| Task to complete |
Starting with the line with "Instruction for this HIT: find and box each roof" and going on through the line with "62 141 117 154", rewrite those records with "roof" changed to "building", leaving everything else as it is.

| Data entries |
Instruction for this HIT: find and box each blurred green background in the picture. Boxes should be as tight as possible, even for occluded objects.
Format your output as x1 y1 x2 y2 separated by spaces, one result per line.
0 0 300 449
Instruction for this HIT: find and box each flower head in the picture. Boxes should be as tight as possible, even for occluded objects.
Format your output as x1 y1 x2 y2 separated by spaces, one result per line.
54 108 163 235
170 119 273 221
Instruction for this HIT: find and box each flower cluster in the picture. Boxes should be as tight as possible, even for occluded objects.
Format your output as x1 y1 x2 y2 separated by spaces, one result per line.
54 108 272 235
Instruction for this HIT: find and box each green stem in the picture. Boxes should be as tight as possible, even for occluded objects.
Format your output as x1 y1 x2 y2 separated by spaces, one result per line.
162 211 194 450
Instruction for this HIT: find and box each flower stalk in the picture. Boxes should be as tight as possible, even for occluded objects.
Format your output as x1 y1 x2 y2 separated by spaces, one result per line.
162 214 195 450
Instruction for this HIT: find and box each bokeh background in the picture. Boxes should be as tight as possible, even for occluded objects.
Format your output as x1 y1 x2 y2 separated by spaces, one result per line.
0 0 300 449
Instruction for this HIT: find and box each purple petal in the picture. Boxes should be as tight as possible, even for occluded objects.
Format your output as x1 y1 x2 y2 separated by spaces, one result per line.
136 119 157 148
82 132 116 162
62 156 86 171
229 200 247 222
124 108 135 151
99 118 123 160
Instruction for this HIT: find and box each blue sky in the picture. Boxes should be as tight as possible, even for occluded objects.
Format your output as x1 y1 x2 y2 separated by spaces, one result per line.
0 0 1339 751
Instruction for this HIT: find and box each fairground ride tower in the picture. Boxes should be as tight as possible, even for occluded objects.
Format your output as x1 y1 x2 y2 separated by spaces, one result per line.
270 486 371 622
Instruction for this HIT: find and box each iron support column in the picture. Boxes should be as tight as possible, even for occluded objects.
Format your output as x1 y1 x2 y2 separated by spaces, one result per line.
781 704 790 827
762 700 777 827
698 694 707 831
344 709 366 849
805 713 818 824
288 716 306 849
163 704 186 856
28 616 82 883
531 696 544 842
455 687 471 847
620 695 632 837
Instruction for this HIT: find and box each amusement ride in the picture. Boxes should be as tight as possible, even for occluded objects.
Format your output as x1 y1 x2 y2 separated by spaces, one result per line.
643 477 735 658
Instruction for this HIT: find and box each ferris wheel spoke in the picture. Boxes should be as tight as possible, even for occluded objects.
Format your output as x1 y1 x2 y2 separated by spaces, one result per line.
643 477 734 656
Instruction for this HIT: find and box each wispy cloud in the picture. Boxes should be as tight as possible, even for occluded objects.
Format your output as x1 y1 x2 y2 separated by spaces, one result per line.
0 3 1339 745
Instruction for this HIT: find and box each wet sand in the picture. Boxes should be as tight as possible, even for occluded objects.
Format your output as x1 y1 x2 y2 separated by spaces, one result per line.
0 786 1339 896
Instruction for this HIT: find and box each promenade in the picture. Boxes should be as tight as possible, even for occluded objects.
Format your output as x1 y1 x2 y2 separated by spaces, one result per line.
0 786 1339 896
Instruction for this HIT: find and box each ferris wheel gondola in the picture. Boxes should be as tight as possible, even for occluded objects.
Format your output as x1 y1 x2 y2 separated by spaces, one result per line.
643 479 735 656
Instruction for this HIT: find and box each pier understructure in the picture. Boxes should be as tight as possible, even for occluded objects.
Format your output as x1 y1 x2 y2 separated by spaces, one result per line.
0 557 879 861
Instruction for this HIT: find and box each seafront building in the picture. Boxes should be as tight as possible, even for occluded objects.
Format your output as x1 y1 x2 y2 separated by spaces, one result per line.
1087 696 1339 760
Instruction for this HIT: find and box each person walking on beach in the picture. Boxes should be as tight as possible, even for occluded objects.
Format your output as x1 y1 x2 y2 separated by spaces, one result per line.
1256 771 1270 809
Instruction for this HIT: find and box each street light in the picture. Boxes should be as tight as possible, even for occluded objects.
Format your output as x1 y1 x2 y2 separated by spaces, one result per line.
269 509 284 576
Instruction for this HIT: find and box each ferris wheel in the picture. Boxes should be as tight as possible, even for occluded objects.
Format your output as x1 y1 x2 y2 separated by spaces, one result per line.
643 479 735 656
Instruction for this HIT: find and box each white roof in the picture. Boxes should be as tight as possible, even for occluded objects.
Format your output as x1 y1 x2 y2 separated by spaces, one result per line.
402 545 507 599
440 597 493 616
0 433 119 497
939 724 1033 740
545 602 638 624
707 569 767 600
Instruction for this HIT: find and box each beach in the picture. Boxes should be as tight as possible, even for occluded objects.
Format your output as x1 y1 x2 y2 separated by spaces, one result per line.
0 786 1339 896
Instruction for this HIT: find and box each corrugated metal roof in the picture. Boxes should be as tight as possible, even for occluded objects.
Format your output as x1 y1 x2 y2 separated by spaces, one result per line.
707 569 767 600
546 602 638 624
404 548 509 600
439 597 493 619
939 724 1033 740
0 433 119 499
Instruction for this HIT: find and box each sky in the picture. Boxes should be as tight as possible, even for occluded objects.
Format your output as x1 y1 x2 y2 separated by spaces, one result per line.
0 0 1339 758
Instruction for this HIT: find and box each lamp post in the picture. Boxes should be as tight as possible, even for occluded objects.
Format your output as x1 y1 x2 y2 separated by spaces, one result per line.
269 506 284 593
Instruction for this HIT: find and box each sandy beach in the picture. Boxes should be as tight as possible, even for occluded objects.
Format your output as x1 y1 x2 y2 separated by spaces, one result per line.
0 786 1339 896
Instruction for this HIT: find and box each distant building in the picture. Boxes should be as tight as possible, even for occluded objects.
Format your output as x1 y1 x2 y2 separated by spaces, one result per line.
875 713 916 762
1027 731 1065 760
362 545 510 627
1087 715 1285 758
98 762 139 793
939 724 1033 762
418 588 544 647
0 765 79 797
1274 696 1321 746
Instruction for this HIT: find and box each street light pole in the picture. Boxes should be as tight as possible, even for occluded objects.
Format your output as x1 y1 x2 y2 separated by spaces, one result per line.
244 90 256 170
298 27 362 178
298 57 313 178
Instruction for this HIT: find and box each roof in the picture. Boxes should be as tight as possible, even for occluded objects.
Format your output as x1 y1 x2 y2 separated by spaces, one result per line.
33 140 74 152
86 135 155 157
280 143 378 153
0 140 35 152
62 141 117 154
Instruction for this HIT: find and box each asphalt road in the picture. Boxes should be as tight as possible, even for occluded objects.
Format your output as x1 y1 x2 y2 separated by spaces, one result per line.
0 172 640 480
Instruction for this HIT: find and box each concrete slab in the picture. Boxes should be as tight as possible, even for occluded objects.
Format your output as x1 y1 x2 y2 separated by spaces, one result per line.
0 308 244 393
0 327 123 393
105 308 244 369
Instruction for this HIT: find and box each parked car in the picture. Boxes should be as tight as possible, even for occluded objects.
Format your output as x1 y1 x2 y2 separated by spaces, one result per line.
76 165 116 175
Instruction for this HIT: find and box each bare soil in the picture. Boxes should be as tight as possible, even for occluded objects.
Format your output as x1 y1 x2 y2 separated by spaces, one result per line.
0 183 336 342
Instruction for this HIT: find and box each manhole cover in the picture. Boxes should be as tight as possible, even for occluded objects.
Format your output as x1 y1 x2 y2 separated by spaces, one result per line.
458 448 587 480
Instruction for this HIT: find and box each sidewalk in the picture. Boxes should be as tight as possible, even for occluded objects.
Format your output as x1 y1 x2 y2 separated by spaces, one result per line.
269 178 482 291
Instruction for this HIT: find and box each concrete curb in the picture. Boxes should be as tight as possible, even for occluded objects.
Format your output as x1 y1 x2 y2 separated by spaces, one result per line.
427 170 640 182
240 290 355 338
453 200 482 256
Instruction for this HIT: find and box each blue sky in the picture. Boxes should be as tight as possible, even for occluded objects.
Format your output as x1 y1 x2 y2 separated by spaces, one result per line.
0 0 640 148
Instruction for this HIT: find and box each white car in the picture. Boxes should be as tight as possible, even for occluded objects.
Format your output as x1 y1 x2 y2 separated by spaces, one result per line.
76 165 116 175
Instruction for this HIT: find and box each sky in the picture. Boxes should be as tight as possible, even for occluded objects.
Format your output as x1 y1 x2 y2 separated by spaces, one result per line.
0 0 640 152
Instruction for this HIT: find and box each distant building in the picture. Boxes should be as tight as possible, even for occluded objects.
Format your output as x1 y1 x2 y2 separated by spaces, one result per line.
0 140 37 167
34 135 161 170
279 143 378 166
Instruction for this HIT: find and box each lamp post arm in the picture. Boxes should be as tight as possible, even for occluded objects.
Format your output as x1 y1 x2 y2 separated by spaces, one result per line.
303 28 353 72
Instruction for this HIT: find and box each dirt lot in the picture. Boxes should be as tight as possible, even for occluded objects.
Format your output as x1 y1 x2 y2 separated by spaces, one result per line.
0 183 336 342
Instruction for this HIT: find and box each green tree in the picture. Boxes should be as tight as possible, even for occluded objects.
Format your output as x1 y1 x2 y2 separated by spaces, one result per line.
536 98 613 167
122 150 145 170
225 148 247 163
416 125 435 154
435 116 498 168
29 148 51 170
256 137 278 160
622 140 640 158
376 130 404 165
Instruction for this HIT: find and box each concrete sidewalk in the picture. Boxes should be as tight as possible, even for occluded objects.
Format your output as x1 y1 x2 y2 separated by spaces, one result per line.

| Full solution |
Instruction for this HIT: find and box each building in the picture. Boxes should be as tight as possible, even for occluded objects.
Format your output as x1 y1 x2 y2 separated by spaces, one result per line.
33 140 74 152
86 135 155 157
280 143 378 153
0 140 35 152
62 141 117 154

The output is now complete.